:: THE PROBLEM ::
All entries are to be copied exactly, with pictures removed.

:: GIVEN DATA ::
★ ★ ★ ★

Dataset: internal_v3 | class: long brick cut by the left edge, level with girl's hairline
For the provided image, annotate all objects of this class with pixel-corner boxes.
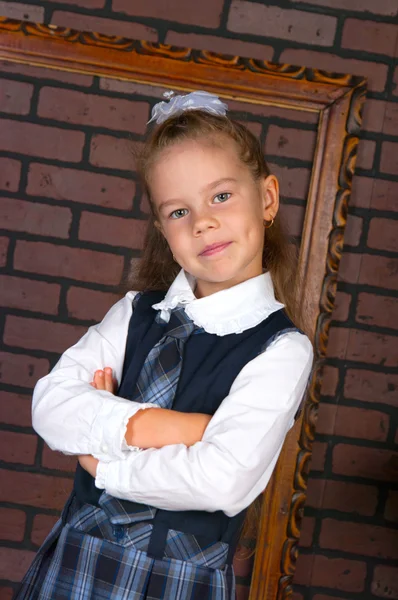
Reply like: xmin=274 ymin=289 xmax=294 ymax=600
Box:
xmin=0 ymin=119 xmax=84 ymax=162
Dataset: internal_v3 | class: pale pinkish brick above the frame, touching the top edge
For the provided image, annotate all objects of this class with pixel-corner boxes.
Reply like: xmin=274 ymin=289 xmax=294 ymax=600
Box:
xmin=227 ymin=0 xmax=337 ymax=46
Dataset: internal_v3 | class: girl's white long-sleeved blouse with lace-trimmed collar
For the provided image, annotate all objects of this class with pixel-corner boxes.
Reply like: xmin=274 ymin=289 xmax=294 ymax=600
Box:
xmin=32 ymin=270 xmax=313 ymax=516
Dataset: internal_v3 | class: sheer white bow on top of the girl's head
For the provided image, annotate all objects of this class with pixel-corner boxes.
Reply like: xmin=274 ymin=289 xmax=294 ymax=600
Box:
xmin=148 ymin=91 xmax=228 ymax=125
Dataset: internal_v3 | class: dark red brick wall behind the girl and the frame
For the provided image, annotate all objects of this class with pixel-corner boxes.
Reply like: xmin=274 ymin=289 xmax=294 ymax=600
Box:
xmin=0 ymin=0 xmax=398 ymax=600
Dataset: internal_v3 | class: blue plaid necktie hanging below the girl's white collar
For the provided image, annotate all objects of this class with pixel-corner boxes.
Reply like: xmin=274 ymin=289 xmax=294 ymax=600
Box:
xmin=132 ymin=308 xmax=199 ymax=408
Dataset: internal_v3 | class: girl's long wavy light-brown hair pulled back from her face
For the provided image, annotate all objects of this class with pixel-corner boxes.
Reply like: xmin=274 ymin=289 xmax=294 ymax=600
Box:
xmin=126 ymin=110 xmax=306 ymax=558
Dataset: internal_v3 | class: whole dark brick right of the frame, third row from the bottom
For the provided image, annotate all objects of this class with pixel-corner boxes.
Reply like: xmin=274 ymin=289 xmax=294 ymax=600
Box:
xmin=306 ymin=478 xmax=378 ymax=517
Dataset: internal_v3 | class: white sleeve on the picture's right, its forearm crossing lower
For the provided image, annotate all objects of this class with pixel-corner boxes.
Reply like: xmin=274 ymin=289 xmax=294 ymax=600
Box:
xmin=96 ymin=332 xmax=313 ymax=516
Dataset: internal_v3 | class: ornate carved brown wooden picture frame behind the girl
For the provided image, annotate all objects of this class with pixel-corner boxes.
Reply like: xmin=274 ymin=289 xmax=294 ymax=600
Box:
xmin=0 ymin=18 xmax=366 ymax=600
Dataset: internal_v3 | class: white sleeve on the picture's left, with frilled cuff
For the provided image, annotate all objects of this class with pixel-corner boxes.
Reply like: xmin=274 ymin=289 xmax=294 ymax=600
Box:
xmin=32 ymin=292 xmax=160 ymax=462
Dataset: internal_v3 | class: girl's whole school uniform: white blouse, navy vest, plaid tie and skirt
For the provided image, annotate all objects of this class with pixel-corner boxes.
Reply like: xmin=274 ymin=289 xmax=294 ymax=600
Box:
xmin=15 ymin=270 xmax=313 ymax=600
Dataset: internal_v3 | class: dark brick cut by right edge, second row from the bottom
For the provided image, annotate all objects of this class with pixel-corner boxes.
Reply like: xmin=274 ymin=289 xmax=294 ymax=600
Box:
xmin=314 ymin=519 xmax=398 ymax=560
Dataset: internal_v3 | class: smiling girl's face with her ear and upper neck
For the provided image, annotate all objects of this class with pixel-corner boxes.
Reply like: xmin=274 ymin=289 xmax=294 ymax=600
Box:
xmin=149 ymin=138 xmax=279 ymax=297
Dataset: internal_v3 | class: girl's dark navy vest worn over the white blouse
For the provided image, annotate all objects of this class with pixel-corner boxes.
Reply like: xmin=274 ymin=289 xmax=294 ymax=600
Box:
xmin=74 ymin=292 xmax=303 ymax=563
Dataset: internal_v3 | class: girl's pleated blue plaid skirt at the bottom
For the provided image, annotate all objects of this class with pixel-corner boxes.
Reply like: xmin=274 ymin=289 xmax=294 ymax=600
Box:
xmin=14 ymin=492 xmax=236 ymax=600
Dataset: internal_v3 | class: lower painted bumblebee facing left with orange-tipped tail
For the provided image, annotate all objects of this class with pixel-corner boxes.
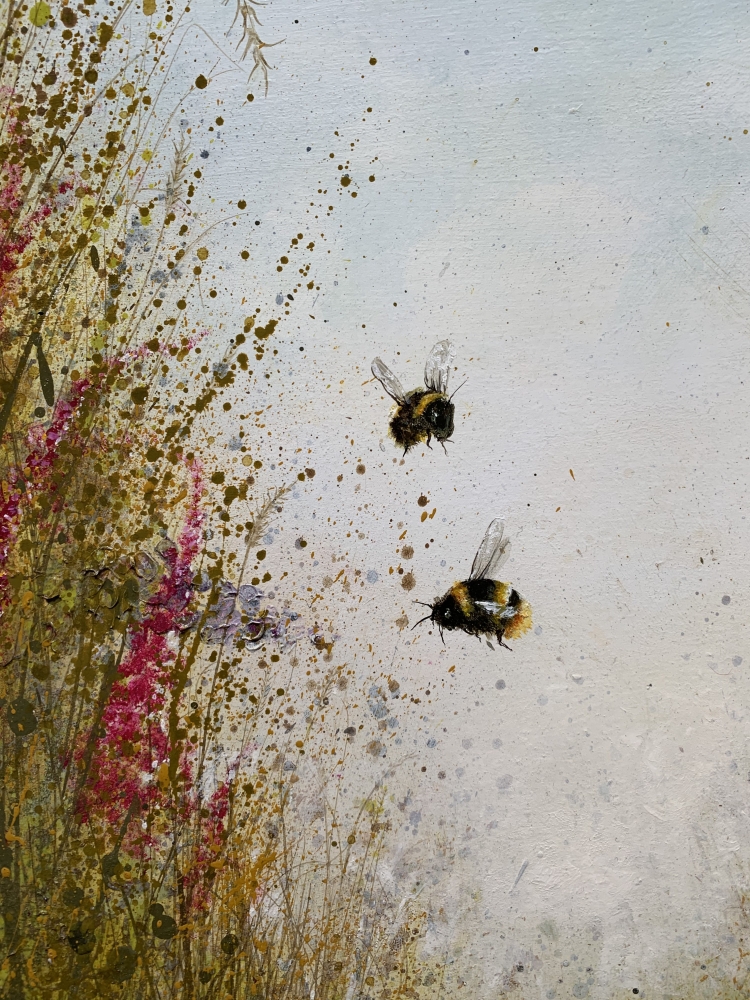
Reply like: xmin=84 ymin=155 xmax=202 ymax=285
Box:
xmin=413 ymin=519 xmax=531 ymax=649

★ ★ ★ ★

:: SOLUTION TO THIS PROBLEM ::
Dataset: internal_v3 | class: long brick cut by the left edge, level with girl's hairline
For the provided image, annotate all objects of this class with pixel-corner boxes.
Reply like: xmin=274 ymin=289 xmax=294 ymax=600
Box:
xmin=0 ymin=119 xmax=84 ymax=162
Dataset: internal_v3 | class: pale pinkish brick above the frame, touching the top edge
For the provided image, annotate all objects of this class with pixel-corner boxes.
Reply like: xmin=274 ymin=289 xmax=294 ymax=600
Box:
xmin=227 ymin=0 xmax=337 ymax=46
Dataset: internal_v3 | class: girl's white long-sleeved blouse with lace-trimmed collar
For the provided image, annotate all objects of this class with pixel-corner boxes.
Reply like: xmin=274 ymin=289 xmax=294 ymax=600
Box:
xmin=32 ymin=270 xmax=313 ymax=516
Dataset: internal_v3 | class: sheer white bow on top of the girl's head
For the provided image, annotate all objects of this class with pixel-corner boxes.
Reply like: xmin=274 ymin=289 xmax=294 ymax=600
Box:
xmin=148 ymin=91 xmax=228 ymax=125
Dataset: internal_v3 | class: dark red brick wall behind the girl and the frame
For the provided image, annotate all objects of this class with pixel-corner boxes.
Reply like: xmin=274 ymin=289 xmax=294 ymax=600
Box:
xmin=0 ymin=0 xmax=398 ymax=600
Dataset: internal_v3 | class: blue plaid necktie hanging below the girl's white collar
For the provided image, annotate all objects of this class with pixel-corner boxes.
Reply like: xmin=274 ymin=289 xmax=294 ymax=600
Box:
xmin=132 ymin=308 xmax=199 ymax=408
Dataset: internal_v3 | class: girl's long wavy light-brown hair pulled back from her face
For the provided image, annotate all objects of this class with pixel-corner boxes.
Reply like: xmin=274 ymin=289 xmax=294 ymax=600
Box:
xmin=126 ymin=110 xmax=306 ymax=558
Dataset: internal_v3 | class: whole dark brick right of the frame, third row from the bottom
For the provided image, annotate all objects of this class with pixel-corner boxes.
Reply like: xmin=274 ymin=289 xmax=294 ymax=600
Box:
xmin=306 ymin=478 xmax=378 ymax=517
Dataset: internal_v3 | class: white sleeve on the picture's right, its forearm crossing lower
For the provided image, annotate all objects of this class with pixel-corner boxes.
Reply like: xmin=274 ymin=289 xmax=294 ymax=600
Box:
xmin=96 ymin=332 xmax=313 ymax=516
Dataset: internal_v3 | class: ornate carved brown wooden picture frame behind the girl
For the provided image, annotate all objects of this class with pixel-corner boxes.
Reply like: xmin=274 ymin=289 xmax=294 ymax=600
Box:
xmin=0 ymin=18 xmax=366 ymax=600
Dataset: internal_v3 | class: white sleeve on the picture's left, with frilled cuff
For the provided image, annotate all objects of this class with pixel-corner boxes.
Reply like: xmin=274 ymin=289 xmax=294 ymax=600
Box:
xmin=32 ymin=292 xmax=160 ymax=462
Dataset: internal_v3 | class: girl's whole school uniform: white blouse, navy vest, plaid tie and skirt
For the provided image, annotate all objects of this class with pixel-corner boxes.
Reply like: xmin=274 ymin=289 xmax=294 ymax=600
Box:
xmin=15 ymin=270 xmax=313 ymax=600
Dataset: internal_v3 | class: dark brick cut by right edge, second row from the bottom
For the provided image, annotate all objects of this class with pixel-corner boxes.
Reply like: xmin=274 ymin=289 xmax=294 ymax=600
Box:
xmin=314 ymin=519 xmax=398 ymax=560
Dataset: internal_v3 | class: smiling girl's face with her ear and upper neck
For the provided image, annotate all objects of this class with pixel-corner boxes.
Reply like: xmin=274 ymin=289 xmax=294 ymax=600
Box:
xmin=149 ymin=138 xmax=279 ymax=297
Dataset: internal_v3 | class: girl's dark navy vest worn over the white blouse
For the provided image, annotate all objects of this class with pixel-corner boxes.
Reply like: xmin=274 ymin=289 xmax=294 ymax=600
Box:
xmin=74 ymin=292 xmax=303 ymax=563
Dataset: internal_v3 | class: girl's pleated blue plaid skirt at the bottom
For the provided image, annotate all objects of this class with pixel-corner boxes.
Reply like: xmin=274 ymin=289 xmax=294 ymax=600
Box:
xmin=14 ymin=492 xmax=236 ymax=600
Dataset: internal_v3 | class: lower painted bumblebee facing left with orange-tipped tail
For the provided image, annotate all objects of this class with pixel-corner boxes.
Reply like: xmin=84 ymin=155 xmax=202 ymax=285
Box:
xmin=413 ymin=519 xmax=531 ymax=649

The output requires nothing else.